**Detection entries**
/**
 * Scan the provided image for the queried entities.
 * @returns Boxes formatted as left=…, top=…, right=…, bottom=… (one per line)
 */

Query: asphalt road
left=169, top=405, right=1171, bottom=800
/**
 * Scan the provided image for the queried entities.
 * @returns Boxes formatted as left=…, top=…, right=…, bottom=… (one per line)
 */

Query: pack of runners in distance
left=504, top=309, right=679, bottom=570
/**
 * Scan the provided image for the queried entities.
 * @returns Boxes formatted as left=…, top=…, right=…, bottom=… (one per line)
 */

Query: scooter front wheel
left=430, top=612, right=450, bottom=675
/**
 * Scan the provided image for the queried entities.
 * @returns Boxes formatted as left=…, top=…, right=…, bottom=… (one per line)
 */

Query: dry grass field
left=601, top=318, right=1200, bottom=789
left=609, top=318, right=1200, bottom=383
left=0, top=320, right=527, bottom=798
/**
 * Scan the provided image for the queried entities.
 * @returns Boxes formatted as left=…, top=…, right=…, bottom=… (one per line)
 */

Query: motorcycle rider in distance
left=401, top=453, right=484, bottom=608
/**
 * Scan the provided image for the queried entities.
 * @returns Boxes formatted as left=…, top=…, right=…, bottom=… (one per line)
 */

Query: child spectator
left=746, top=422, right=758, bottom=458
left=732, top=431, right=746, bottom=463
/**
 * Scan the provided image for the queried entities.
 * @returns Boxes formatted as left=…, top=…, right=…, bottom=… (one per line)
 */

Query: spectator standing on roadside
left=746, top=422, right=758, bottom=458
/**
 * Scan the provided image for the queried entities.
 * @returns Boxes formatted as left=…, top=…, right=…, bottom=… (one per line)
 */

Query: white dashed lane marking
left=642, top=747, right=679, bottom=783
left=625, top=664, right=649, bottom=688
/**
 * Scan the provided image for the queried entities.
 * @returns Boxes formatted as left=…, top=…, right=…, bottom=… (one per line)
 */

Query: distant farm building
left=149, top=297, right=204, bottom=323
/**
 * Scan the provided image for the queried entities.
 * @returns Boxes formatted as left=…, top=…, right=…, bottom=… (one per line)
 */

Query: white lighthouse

**Brief**
Write out the entries word for word, from the start through the line containing "left=430, top=612, right=450, bottom=675".

**Task response**
/**
 * Scan the provided image for the queried entities.
 * @returns Boxes formatted as left=…, top=…, right=…, bottom=… (one per line)
 */

Query: asphalt road
left=169, top=405, right=1171, bottom=800
/**
 * Scan the provided image for the queried entities.
 * @returns Boxes formatted as left=…, top=…, right=…, bottom=… (one per line)
 */

Query: pack of runners in distance
left=504, top=309, right=679, bottom=570
/**
 * Scan the provided image for the queried entities.
 * @returns Boxes formatted as left=…, top=…, right=…, bottom=… (one per line)
 */

Query: scooter front wheel
left=430, top=612, right=450, bottom=675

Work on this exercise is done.